Passage to read:
NewsLocal News

Actions

Hyde Park woman captures volcanic eruption on family video call

IMG_2145.jpeg
Posted at 5:00 AM, Apr 12, 2021
and last updated 2021-04-12 10:56:25-04

CINCINNATI — In a rare moment of connectivity with her family on St. Vincent, Tornia Wyllie witnessed one of the large volcanic eruptions threatening the small Caribbean island.

Wyllie, who lives in Hyde Park, was on a video call with her parents, soon-to-be-adopted daughter and much of her extended family Friday when La Soufriere erupted a second time. She took a screenshot as ash filled the air.

IMG_2145.jpeg
Tornia Wyllie was video calling her family in St. Vincent when La Soufriere erupted again Friday.

"I think the biggest thing is that helpless feeling where you want to do so much but there's not much you can physically do from here," Wyllie said.

The past couple of days have been traumatic, fraught with power and internet outages that cut off communication to her family. They live in the safer "green zone" about 35 kilometers south of the volcano, but they still experienced chaos after the eruptions.

"It became absolutely dark. It was thundering; kids were screaming," she said. "My daughter actually got so scared she was like, 'Mom, I don't want to die.' So everyone was really out of their minds. The animals were howling and then later that night, the ash began to fall."

Information supplied:
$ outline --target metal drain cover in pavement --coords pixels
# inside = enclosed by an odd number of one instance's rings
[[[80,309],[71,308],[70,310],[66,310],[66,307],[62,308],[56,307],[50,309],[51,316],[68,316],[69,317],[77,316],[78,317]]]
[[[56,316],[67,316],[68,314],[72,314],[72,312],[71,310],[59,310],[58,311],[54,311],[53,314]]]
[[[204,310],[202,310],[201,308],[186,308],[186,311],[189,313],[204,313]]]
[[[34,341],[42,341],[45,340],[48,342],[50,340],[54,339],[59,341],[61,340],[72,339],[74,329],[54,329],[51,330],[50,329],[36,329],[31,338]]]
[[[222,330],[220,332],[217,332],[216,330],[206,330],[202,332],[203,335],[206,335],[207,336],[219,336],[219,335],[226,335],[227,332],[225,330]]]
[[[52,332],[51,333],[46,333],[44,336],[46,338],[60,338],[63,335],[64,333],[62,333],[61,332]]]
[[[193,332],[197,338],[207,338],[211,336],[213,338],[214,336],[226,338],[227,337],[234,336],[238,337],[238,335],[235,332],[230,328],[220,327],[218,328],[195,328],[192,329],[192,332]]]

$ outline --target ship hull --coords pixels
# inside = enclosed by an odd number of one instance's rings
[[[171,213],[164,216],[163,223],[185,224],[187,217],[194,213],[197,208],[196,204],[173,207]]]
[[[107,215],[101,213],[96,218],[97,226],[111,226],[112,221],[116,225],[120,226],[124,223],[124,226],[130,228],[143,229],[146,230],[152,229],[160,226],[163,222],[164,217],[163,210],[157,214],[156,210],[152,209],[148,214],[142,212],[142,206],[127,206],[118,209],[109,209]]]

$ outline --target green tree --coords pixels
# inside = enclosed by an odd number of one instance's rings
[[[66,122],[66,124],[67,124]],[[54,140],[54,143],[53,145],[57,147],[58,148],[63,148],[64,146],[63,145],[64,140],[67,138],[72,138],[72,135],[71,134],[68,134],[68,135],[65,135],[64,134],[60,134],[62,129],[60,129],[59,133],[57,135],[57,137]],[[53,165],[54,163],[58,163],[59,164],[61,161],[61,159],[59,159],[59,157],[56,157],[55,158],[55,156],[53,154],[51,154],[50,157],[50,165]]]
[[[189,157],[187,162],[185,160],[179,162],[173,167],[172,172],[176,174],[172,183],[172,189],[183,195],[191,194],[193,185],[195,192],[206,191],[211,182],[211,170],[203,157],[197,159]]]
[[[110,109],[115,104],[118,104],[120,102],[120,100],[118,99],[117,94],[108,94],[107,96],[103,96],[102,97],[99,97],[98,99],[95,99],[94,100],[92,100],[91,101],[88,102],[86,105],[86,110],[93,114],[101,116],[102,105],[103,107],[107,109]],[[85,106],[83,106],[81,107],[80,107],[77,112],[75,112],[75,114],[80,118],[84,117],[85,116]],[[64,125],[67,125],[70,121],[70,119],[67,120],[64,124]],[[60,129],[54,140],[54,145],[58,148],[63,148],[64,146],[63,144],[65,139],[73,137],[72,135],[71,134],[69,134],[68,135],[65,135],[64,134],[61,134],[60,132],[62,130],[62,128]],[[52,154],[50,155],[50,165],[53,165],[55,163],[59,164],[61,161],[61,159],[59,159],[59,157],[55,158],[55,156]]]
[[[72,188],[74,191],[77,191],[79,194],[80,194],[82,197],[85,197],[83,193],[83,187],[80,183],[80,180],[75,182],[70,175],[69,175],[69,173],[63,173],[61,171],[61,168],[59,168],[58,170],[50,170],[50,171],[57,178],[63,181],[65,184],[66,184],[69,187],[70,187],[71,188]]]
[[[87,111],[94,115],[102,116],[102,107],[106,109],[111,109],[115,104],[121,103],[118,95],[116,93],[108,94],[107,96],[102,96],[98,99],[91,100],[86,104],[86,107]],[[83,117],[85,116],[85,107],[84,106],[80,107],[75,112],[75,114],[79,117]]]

Task 1:
Answer these questions from the article about the St. Vincent eruption:
(a) In which neighborhood does Tornia Wyllie live?
(b) What is the name of the volcano that erupted?
(c) About how far from the volcano does her family live?
Task 2: Shorten the paragraph beginning "The past couple of days" from the article about the St. Vincent eruption, keeping its main facts.

Reply 1:
(a) Hyde Park
(b) La Soufriere
(c) About 35 kilometers south of it

Reply 2: Over the past few traumatic days, power and internet outages cut off Wyllie's contact with her family. Although they live in the safer "green zone" about 35 kilometers south of the volcano, they still faced chaos after the eruptions.